[Dataset entries]
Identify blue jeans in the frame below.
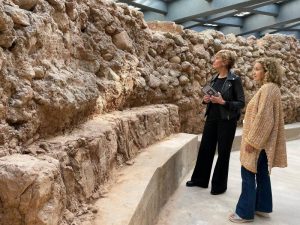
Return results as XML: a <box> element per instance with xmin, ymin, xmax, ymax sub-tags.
<box><xmin>235</xmin><ymin>150</ymin><xmax>272</xmax><ymax>220</ymax></box>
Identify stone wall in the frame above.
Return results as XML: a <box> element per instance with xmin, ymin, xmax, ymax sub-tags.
<box><xmin>125</xmin><ymin>26</ymin><xmax>300</xmax><ymax>132</ymax></box>
<box><xmin>0</xmin><ymin>0</ymin><xmax>299</xmax><ymax>151</ymax></box>
<box><xmin>0</xmin><ymin>0</ymin><xmax>299</xmax><ymax>224</ymax></box>
<box><xmin>0</xmin><ymin>104</ymin><xmax>180</xmax><ymax>225</ymax></box>
<box><xmin>0</xmin><ymin>155</ymin><xmax>66</xmax><ymax>225</ymax></box>
<box><xmin>147</xmin><ymin>21</ymin><xmax>183</xmax><ymax>34</ymax></box>
<box><xmin>0</xmin><ymin>0</ymin><xmax>152</xmax><ymax>153</ymax></box>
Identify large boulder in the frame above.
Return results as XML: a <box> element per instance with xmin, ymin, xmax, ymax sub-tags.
<box><xmin>0</xmin><ymin>154</ymin><xmax>66</xmax><ymax>225</ymax></box>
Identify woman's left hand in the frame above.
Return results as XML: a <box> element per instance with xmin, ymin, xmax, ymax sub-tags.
<box><xmin>245</xmin><ymin>144</ymin><xmax>257</xmax><ymax>153</ymax></box>
<box><xmin>210</xmin><ymin>92</ymin><xmax>225</xmax><ymax>105</ymax></box>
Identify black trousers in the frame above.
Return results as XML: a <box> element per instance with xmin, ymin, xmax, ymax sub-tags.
<box><xmin>191</xmin><ymin>118</ymin><xmax>237</xmax><ymax>192</ymax></box>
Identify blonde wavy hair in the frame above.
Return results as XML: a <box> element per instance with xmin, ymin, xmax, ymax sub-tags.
<box><xmin>215</xmin><ymin>50</ymin><xmax>237</xmax><ymax>70</ymax></box>
<box><xmin>256</xmin><ymin>57</ymin><xmax>283</xmax><ymax>87</ymax></box>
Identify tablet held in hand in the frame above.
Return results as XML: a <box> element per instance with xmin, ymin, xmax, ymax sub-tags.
<box><xmin>201</xmin><ymin>84</ymin><xmax>219</xmax><ymax>96</ymax></box>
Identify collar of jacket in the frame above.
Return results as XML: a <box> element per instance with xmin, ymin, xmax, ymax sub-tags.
<box><xmin>210</xmin><ymin>71</ymin><xmax>238</xmax><ymax>94</ymax></box>
<box><xmin>211</xmin><ymin>71</ymin><xmax>237</xmax><ymax>82</ymax></box>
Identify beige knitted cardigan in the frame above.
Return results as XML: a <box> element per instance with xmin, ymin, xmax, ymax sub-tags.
<box><xmin>240</xmin><ymin>83</ymin><xmax>287</xmax><ymax>173</ymax></box>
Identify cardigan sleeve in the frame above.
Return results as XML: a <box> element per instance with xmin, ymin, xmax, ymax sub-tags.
<box><xmin>245</xmin><ymin>86</ymin><xmax>275</xmax><ymax>150</ymax></box>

WORK INSTRUCTION: Count how many lines above hold the word "cardigan", then reply with that number alone.

FINISHED TASK: 2